Excerpts of bounding box data
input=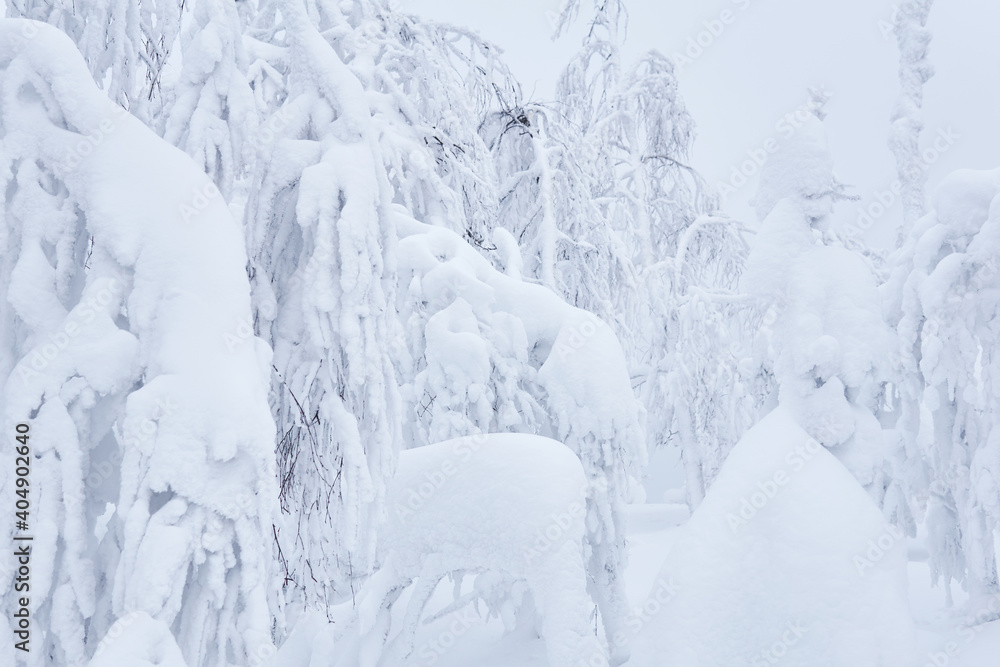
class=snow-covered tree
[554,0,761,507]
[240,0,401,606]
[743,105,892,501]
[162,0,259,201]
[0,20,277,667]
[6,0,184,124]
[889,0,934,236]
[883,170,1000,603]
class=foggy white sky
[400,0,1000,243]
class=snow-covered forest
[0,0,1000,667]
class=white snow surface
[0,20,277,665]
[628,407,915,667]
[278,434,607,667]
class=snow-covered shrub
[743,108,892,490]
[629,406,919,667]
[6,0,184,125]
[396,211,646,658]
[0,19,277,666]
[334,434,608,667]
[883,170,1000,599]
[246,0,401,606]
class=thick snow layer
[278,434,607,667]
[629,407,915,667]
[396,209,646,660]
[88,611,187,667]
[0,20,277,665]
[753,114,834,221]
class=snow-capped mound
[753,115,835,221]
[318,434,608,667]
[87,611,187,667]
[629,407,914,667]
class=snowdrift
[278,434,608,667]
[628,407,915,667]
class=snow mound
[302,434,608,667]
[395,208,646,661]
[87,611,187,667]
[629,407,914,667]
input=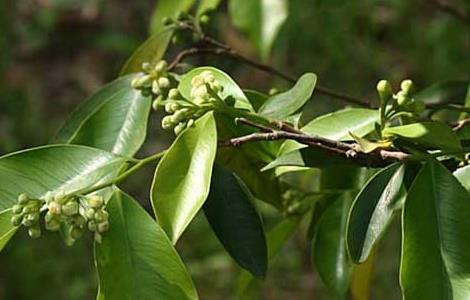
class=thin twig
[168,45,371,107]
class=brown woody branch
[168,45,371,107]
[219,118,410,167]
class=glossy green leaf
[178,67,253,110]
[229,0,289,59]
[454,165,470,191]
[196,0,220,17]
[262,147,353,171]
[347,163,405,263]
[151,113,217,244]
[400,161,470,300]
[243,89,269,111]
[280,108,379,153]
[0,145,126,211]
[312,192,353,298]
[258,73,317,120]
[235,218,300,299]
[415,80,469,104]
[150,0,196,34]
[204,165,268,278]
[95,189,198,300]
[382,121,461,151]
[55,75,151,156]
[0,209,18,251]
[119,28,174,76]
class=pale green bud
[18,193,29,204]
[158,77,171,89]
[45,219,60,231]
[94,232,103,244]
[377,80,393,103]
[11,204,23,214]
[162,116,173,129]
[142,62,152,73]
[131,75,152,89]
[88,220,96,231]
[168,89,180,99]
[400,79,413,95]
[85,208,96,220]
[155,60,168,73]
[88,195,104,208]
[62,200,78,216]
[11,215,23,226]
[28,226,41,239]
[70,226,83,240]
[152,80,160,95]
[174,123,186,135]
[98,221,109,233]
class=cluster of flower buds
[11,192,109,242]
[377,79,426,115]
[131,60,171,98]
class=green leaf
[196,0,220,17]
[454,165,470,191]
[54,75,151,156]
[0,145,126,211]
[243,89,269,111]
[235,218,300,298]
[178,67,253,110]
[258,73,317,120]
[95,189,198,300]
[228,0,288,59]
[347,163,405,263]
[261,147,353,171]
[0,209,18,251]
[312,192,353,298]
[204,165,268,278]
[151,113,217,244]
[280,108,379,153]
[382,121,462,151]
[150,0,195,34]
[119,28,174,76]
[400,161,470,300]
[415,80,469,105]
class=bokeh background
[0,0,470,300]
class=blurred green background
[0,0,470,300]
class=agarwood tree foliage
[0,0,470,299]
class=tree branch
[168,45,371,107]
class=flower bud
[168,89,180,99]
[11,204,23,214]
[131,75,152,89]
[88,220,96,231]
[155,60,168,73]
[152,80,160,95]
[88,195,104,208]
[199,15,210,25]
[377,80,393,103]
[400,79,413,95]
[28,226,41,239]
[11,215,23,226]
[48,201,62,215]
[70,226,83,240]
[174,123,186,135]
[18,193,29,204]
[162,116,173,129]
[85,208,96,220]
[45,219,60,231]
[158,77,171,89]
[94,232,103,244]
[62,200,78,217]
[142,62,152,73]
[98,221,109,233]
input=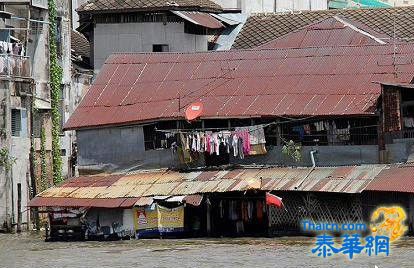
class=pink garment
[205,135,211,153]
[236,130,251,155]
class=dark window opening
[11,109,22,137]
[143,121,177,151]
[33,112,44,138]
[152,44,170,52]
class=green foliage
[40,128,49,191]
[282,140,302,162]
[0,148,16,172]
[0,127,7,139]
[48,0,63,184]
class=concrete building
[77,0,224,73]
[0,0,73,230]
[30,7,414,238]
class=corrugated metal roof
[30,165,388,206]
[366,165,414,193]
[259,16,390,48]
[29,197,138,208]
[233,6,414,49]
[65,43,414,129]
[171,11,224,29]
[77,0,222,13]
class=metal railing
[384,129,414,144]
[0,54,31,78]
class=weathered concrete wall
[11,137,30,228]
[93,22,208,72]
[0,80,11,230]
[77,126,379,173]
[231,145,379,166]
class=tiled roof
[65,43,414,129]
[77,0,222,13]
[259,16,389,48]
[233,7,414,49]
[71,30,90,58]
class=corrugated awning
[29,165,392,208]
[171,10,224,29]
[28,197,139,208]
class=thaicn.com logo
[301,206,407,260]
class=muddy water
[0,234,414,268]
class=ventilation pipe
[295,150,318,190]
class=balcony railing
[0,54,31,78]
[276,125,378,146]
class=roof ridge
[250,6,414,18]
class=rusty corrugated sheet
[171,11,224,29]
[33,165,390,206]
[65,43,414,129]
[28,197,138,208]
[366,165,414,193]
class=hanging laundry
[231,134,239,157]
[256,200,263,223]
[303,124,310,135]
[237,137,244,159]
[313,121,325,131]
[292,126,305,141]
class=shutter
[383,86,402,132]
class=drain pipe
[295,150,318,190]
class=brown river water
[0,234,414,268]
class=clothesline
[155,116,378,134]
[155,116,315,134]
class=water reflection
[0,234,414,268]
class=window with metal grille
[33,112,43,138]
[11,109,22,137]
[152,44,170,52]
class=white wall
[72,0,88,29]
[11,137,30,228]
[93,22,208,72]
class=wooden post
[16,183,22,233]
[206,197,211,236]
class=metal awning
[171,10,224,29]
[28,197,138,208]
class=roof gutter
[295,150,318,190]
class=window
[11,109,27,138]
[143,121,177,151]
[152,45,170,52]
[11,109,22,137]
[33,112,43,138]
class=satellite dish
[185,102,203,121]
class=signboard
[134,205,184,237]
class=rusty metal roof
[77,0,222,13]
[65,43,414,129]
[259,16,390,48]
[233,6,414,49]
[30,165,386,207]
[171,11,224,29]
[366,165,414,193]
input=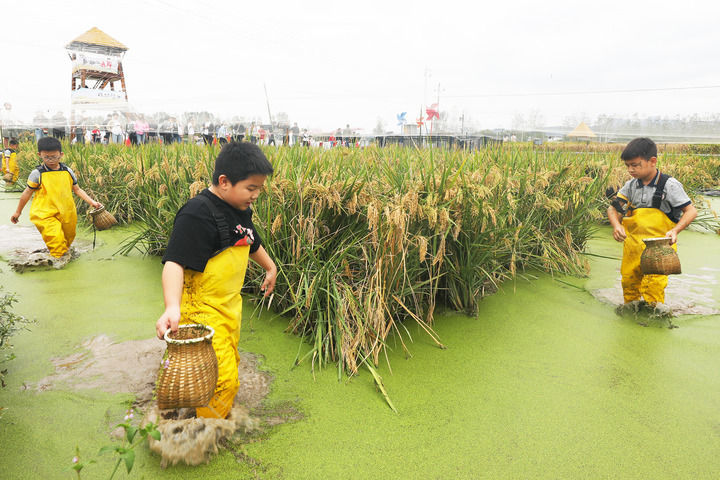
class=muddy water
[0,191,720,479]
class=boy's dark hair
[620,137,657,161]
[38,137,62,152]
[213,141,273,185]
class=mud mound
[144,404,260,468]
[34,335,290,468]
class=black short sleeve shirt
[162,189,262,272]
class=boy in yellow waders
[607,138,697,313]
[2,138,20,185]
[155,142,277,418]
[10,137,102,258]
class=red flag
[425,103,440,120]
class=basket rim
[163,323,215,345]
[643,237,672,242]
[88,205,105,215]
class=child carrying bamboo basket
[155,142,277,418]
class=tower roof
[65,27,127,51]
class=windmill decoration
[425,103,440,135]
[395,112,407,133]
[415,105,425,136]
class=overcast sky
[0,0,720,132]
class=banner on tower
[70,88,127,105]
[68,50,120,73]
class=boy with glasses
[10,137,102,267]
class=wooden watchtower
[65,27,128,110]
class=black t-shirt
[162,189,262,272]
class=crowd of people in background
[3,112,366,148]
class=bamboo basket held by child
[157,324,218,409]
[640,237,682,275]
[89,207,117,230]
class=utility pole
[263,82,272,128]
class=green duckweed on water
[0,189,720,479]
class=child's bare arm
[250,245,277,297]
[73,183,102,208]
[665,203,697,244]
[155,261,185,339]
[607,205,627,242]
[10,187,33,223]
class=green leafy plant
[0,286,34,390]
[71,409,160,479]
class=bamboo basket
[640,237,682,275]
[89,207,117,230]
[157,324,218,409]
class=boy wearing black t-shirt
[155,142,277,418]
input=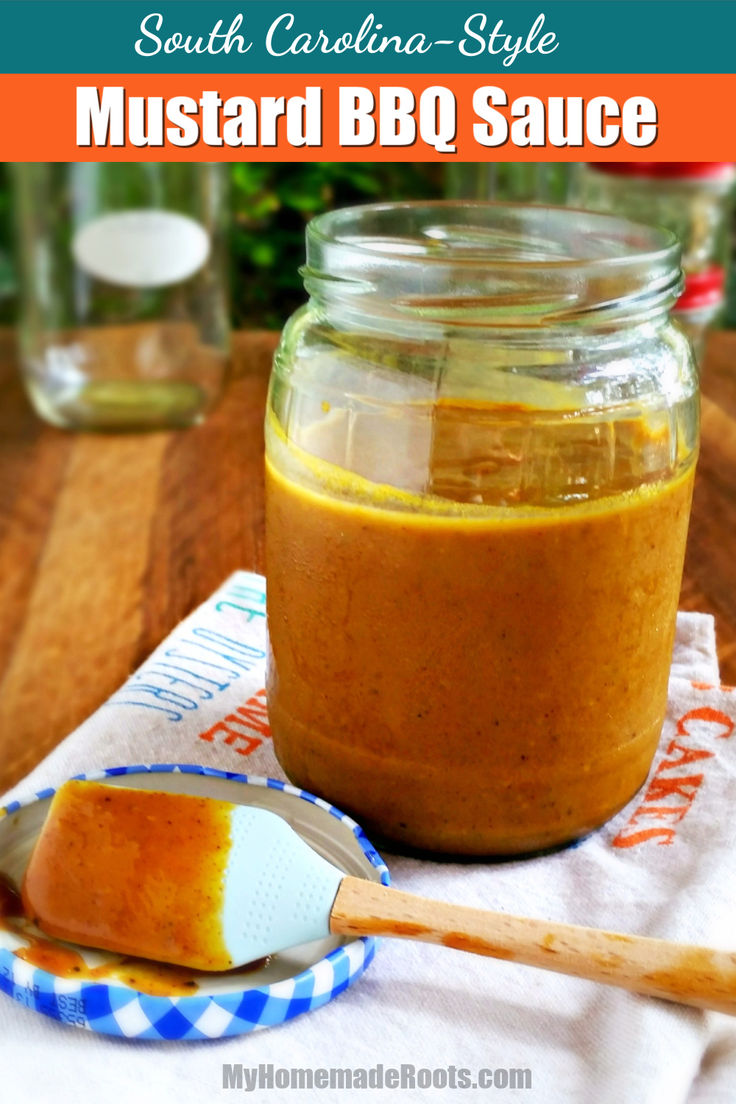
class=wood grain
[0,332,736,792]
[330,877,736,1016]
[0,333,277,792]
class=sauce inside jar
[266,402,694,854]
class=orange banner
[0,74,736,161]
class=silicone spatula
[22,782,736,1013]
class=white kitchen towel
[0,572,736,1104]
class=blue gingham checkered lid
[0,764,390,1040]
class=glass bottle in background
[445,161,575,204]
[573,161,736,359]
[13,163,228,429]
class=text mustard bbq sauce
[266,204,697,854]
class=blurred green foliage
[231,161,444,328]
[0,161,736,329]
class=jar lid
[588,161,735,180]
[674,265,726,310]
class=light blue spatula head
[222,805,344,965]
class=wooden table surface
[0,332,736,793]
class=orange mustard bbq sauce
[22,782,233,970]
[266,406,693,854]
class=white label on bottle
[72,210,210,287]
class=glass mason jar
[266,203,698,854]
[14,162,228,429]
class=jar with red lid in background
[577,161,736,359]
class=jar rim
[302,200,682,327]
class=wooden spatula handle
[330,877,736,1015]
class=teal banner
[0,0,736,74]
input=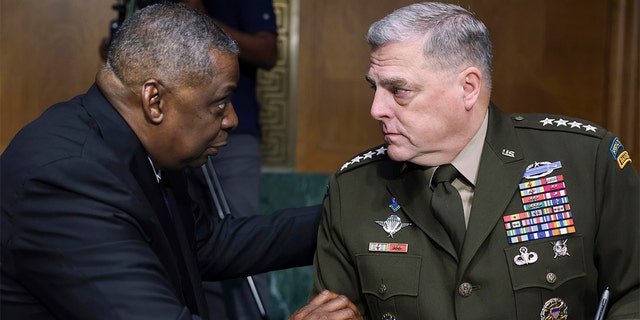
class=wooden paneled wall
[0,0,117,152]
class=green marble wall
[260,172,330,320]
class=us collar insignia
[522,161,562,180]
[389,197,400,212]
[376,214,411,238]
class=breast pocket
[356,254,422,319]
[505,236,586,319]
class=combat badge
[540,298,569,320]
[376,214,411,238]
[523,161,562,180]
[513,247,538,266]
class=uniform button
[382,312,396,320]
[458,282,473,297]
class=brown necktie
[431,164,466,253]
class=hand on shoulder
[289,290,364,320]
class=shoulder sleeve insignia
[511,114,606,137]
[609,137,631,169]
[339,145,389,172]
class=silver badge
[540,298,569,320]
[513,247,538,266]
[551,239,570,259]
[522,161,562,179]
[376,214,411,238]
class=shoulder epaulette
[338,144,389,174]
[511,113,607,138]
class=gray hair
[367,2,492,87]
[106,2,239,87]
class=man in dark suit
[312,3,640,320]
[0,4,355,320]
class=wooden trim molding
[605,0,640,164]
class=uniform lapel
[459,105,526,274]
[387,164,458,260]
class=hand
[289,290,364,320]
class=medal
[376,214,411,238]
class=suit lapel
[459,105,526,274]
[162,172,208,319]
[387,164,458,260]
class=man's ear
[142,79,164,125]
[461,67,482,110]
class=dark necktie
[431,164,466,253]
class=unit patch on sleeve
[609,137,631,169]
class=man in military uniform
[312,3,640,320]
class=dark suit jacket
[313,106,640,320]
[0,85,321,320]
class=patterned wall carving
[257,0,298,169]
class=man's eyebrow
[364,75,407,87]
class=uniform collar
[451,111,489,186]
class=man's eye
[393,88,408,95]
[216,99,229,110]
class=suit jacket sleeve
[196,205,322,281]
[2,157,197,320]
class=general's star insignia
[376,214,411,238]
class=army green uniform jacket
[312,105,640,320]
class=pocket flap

[EXERCISE DIRECTIONS] Rewrite the items from the line with "class=clothesline" to the line with "[134,205,184,237]", both included, as a Markdown table with the columns Row and Line. Give each line its own numbered row, and skip any blank lines.

[COMPLETE OUTPUT]
| Row | Line |
|---|---|
| 1 | class=clothesline |
| 2 | [155,116,378,134] |
| 3 | [155,116,315,134] |
| 4 | class=water reflection |
| 5 | [0,234,414,268] |
| 6 | class=window with metal grille |
| 7 | [33,112,43,138] |
| 8 | [11,109,22,137] |
| 9 | [152,44,170,52] |
| 10 | class=white wall |
| 11 | [72,0,88,29] |
| 12 | [11,137,30,228] |
| 13 | [93,22,208,72] |
| 14 | class=wooden post |
| 15 | [16,183,22,233] |
| 16 | [206,197,211,236] |
| 17 | class=metal awning |
| 18 | [171,10,224,29] |
| 19 | [28,197,138,208] |
| 20 | class=roof gutter |
| 21 | [295,150,318,190] |
| 22 | class=window |
| 23 | [11,109,27,138] |
| 24 | [143,121,177,151] |
| 25 | [152,45,170,52] |
| 26 | [11,109,22,137] |
| 27 | [33,112,43,138] |
| 28 | class=satellite dish |
| 29 | [185,102,203,121] |
| 30 | class=signboard |
| 31 | [134,205,184,237] |